-- EXCERPTED TEXT --

However B. (switching sides, but still same advantage): The "only" equivalent of 450mm on 35 mm film is offset by your frame being 1.5x smaller (0.67 size) than 35 mm film. So you necessarily enlarge it 1.5x more and thus see the same size and view as 35mm film. The little superzoom camera frame is the same view, but it has to be enlarged 5.55x more to see the same size. The DX 1.5x format is very popular with wildlife and birders and sports for this reason, the greater necessary enlargement is like extra magnification, but it is already a very good start. If you have a good lens, the 1.5x greater enlargement is not a bad thing.

  1. Best good zoom lenses zoom over a small range, maybe a 3x range, for example, one of the best is the $1700 Nikon 24-70mm, or 2.9x range. Designing a superzoom to zoom over a 10x or 40x range is a huge compromise on quality. It cannot be best all all these possible settings. Probably mediocre at best. Enlarging mediocre even more is not a good thing. Some of these little guys sell for maybe $300, camera and lens. It is point&shoot stuff, and they don't really care, but good stuff costs more.

-- WHAT THE TASK REQUIRES --
Reproduce verbatim the stretch of the text about sensor formats and zoom lenses from "However B. (switching" through "a bad thing.". Rely solely on the text about sensor formats and zoom lenses.

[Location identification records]
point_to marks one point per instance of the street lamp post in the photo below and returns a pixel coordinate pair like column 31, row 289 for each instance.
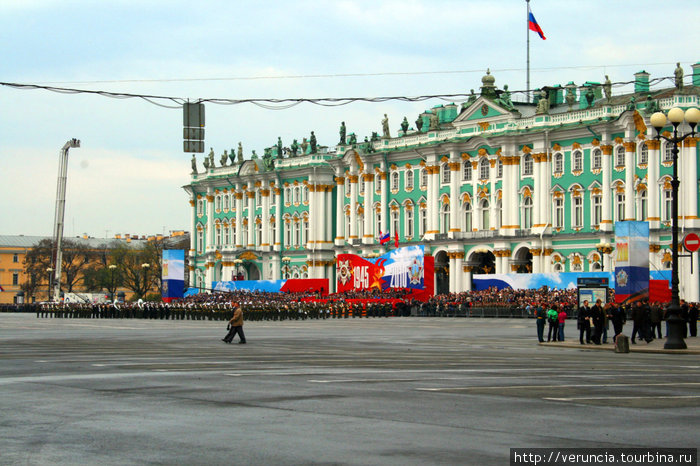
column 49, row 270
column 658, row 121
column 145, row 266
column 286, row 260
column 112, row 288
column 603, row 248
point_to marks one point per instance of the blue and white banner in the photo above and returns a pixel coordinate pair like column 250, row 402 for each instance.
column 173, row 273
column 632, row 261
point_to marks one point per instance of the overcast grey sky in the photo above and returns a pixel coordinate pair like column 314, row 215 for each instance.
column 127, row 176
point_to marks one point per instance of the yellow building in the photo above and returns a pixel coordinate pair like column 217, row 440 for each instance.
column 14, row 248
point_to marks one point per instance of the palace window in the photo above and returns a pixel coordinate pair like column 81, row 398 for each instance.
column 484, row 208
column 559, row 212
column 409, row 221
column 409, row 179
column 394, row 181
column 668, row 153
column 558, row 163
column 445, row 218
column 527, row 212
column 445, row 168
column 394, row 222
column 578, row 212
column 484, row 169
column 467, row 216
column 642, row 208
column 305, row 226
column 422, row 221
column 643, row 154
column 466, row 171
column 527, row 165
column 577, row 159
column 620, row 206
column 200, row 240
column 423, row 178
column 597, row 159
column 597, row 209
column 620, row 156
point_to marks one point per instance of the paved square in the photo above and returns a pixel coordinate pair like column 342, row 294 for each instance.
column 350, row 391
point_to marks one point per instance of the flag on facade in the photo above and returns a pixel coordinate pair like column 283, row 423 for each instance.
column 383, row 239
column 532, row 24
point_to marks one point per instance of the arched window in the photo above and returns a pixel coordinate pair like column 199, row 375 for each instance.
column 668, row 153
column 620, row 206
column 643, row 153
column 484, row 208
column 527, row 165
column 467, row 216
column 394, row 181
column 484, row 169
column 596, row 209
column 559, row 212
column 620, row 156
column 596, row 159
column 577, row 160
column 642, row 207
column 445, row 169
column 527, row 212
column 409, row 231
column 445, row 218
column 466, row 170
column 558, row 163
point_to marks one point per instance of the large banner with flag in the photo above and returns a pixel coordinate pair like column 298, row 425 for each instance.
column 173, row 274
column 398, row 268
column 632, row 262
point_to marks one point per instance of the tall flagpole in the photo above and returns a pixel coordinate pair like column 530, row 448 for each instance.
column 527, row 31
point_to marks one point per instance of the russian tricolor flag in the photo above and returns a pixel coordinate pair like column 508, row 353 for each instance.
column 383, row 239
column 532, row 24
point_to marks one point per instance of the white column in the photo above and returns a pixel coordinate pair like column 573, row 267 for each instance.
column 690, row 192
column 210, row 221
column 265, row 193
column 384, row 200
column 455, row 217
column 353, row 207
column 329, row 214
column 251, row 218
column 369, row 233
column 652, row 186
column 606, row 224
column 239, row 240
column 340, row 212
column 278, row 220
column 630, row 168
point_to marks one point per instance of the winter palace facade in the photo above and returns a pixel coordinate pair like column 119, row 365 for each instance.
column 488, row 186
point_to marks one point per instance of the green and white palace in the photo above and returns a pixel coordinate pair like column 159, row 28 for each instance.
column 488, row 186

-- CORRECT ANSWER --
However B. (switching sides, but still same advantage): The "only" equivalent of 450mm on 35 mm film is offset by your frame being 1.5x smaller (0.67 size) than 35 mm film. So you necessarily enlarge it 1.5x more and thus see the same size and view as 35mm film. The little superzoom camera frame is the same view, but it has to be enlarged 5.55x more to see the same size. The DX 1.5x format is very popular with wildlife and birders and sports for this reason, the greater necessary enlargement is like extra magnification, but it is already a very good start. If you have a good lens, the 1.5x greater enlargement is not a bad thing.